# Work instructions
Which lines in the entries below contain the word "white"? Pick out each of those lines and copy it.

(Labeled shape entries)
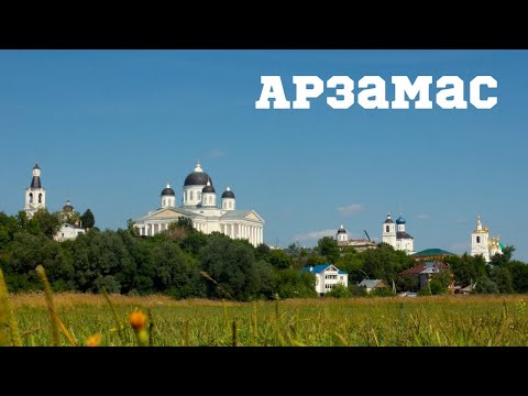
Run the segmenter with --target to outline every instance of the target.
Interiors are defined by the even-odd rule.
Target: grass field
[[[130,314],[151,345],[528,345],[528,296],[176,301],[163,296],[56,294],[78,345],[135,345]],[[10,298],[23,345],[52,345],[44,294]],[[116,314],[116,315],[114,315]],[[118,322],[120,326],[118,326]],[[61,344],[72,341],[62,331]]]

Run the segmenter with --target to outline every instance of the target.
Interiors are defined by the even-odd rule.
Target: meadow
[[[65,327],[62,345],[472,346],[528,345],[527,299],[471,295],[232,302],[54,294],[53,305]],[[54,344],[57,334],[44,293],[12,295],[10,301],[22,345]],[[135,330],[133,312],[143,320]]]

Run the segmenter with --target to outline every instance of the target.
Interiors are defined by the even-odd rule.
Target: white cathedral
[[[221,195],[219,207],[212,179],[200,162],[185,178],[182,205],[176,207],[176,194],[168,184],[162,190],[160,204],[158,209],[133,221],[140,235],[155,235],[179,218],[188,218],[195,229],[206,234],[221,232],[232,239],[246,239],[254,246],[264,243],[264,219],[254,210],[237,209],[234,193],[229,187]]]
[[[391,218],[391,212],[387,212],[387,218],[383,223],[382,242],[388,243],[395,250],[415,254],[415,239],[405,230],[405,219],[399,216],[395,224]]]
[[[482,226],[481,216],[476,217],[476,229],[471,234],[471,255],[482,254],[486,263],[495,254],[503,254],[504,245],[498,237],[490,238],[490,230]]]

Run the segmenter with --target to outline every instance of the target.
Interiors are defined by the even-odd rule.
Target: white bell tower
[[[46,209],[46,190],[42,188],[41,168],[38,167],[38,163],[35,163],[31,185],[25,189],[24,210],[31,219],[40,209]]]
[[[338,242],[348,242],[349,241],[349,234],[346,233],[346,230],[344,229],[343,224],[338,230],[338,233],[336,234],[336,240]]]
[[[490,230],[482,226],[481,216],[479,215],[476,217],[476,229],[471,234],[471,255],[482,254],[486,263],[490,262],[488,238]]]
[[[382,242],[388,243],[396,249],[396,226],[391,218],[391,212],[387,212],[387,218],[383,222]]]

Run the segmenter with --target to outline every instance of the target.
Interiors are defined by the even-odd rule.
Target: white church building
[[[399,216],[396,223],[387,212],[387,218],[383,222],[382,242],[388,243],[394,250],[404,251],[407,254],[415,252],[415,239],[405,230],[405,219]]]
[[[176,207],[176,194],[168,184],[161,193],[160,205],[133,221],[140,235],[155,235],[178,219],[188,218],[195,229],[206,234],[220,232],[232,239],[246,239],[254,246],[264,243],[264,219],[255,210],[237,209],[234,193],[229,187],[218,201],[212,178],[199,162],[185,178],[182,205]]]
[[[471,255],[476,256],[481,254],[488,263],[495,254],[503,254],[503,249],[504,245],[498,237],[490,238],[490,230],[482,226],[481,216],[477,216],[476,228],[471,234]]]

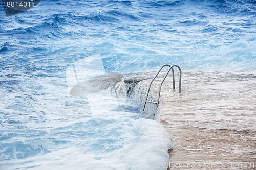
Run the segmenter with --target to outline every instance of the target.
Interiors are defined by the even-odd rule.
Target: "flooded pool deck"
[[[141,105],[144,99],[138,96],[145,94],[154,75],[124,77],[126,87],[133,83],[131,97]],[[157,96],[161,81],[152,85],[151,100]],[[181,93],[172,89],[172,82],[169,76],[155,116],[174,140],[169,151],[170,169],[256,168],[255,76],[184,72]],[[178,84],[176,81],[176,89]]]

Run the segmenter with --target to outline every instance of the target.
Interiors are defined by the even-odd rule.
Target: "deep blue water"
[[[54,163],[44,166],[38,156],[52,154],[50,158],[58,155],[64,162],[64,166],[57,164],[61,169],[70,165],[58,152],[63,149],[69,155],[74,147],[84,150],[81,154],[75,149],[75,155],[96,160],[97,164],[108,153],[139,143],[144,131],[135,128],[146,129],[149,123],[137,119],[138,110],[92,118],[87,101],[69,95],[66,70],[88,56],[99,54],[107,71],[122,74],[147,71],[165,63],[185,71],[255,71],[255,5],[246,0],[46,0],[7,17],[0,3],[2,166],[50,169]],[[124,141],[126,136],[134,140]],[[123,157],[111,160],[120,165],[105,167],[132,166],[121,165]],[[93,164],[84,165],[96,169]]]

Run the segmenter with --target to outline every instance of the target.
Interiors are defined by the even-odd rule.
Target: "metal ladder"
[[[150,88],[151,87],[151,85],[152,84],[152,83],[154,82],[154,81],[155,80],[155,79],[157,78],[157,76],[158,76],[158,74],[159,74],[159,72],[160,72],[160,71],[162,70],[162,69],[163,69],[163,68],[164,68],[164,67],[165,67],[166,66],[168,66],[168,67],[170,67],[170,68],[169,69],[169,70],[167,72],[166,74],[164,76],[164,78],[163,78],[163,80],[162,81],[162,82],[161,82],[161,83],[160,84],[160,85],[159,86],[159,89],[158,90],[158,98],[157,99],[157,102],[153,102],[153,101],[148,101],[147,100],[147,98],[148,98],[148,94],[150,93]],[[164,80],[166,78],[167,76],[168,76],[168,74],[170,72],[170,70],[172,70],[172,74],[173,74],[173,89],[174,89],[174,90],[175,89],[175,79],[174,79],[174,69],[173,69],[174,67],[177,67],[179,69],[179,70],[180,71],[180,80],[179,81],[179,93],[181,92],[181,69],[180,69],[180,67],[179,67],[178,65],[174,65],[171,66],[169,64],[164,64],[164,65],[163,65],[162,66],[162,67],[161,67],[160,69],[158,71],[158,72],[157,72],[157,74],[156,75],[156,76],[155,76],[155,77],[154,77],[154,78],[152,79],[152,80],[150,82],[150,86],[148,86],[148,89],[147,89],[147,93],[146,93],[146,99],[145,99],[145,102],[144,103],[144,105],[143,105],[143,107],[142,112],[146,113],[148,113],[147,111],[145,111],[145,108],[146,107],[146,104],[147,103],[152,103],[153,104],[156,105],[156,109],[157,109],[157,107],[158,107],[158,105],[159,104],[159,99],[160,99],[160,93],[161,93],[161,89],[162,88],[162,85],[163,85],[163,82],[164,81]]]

# Task solution
Target: white cathedral
Target: white bell tower
Target: white church building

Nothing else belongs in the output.